— Start of Provided records —
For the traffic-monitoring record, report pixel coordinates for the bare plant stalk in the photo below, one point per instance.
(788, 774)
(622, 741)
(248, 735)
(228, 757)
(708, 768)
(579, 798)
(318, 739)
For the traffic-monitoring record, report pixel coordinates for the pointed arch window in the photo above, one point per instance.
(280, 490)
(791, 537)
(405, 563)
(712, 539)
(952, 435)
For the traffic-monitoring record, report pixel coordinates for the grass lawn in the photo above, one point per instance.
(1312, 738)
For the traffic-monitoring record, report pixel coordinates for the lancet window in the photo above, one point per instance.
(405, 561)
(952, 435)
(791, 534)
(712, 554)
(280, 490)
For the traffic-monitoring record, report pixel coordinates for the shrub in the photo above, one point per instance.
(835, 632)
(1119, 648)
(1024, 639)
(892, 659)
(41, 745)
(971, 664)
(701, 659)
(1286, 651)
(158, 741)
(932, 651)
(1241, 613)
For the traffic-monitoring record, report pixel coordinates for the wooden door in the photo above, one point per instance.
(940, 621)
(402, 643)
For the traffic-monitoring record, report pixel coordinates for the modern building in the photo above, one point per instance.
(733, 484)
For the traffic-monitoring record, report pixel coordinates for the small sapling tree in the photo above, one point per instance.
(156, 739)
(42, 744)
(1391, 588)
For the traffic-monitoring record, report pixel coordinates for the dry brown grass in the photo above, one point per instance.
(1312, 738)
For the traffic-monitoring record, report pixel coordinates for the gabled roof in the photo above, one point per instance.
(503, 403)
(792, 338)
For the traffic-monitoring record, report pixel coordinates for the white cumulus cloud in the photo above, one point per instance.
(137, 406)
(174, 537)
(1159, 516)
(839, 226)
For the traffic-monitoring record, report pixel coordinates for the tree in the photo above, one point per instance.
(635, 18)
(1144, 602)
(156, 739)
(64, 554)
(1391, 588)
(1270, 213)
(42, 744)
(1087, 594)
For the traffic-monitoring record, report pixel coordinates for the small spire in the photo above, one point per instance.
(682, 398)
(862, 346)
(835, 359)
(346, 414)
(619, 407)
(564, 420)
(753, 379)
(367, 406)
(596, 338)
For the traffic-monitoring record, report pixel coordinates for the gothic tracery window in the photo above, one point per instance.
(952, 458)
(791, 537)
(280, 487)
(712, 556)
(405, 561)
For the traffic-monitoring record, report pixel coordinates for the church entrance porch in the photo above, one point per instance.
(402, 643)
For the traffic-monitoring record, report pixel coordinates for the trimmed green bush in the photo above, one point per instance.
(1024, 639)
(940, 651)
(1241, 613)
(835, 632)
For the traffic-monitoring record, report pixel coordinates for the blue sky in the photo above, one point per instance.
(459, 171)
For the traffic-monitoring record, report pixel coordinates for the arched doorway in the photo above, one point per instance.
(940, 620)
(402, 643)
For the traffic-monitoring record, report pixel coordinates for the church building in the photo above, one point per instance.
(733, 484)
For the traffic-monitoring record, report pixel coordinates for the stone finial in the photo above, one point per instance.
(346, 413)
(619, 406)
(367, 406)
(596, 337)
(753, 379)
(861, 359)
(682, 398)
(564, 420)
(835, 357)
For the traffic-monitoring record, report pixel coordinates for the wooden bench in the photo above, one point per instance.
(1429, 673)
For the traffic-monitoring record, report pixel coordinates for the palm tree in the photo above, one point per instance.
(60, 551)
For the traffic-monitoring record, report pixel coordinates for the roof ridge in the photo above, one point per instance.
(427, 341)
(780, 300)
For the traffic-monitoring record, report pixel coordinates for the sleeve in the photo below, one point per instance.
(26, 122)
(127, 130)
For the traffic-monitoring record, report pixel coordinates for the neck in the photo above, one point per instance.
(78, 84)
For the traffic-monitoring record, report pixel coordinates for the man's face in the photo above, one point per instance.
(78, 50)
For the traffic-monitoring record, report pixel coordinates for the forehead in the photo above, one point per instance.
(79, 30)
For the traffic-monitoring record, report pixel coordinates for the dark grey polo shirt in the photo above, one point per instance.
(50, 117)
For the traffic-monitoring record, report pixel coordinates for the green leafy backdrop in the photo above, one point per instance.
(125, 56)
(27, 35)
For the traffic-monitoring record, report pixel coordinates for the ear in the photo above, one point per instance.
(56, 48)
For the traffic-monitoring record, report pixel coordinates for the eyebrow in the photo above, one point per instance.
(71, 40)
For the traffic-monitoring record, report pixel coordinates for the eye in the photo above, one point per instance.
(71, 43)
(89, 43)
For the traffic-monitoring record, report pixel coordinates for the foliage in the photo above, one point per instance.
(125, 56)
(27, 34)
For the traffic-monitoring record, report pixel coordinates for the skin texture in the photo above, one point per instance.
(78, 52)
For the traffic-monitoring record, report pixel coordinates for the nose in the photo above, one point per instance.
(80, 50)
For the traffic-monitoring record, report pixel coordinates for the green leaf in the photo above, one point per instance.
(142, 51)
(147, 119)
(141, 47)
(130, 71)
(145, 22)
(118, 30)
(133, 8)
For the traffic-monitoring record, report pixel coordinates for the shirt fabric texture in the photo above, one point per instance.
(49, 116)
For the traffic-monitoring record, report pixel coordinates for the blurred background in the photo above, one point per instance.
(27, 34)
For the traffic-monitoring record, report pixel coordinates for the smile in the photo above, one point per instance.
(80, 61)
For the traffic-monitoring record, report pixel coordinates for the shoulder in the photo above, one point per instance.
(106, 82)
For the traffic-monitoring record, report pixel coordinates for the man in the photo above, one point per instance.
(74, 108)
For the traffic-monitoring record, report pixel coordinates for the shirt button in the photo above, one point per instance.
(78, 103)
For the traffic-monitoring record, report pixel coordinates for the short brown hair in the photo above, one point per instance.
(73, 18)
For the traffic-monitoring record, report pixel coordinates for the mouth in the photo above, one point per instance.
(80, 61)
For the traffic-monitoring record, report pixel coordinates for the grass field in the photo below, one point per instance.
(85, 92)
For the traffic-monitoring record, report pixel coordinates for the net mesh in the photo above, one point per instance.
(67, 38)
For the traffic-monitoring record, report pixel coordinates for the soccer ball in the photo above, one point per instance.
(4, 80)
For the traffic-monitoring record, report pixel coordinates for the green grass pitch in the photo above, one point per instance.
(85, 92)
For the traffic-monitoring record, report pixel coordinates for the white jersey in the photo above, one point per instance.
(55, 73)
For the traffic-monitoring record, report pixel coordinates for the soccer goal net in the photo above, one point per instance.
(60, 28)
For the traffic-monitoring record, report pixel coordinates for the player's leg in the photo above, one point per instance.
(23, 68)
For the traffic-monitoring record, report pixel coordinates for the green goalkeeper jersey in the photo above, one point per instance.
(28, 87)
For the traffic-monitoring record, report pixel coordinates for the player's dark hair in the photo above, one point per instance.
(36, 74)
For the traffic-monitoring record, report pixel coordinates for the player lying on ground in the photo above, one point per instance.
— End of Provided records —
Do this - Keep only the lines from the one containing "the white jersey" to the end of the entries, and repeat them exactly.

Finished answer -
For the traffic-monitoring record, report pixel coordinates for the white jersey in the photo above, one point per instance.
(55, 73)
For the traffic-monitoring record, report pixel coordinates for the soccer goal net in the photo above, one point per instance.
(60, 28)
For the traffic-monitoring record, report pixel coordinates for the player's leg in the photo above, one point per instance.
(23, 68)
For the traffic-monitoring record, report pixel coordinates for the green goalkeeper jersey in the photo above, one point per instance.
(28, 87)
For the traffic-monitoring record, report pixel coordinates for the player's dark hair in the photo above, one point per instance.
(36, 74)
For the traffic-monitoring record, report pixel coordinates for the player lying on ground in the photo above, one point per instance.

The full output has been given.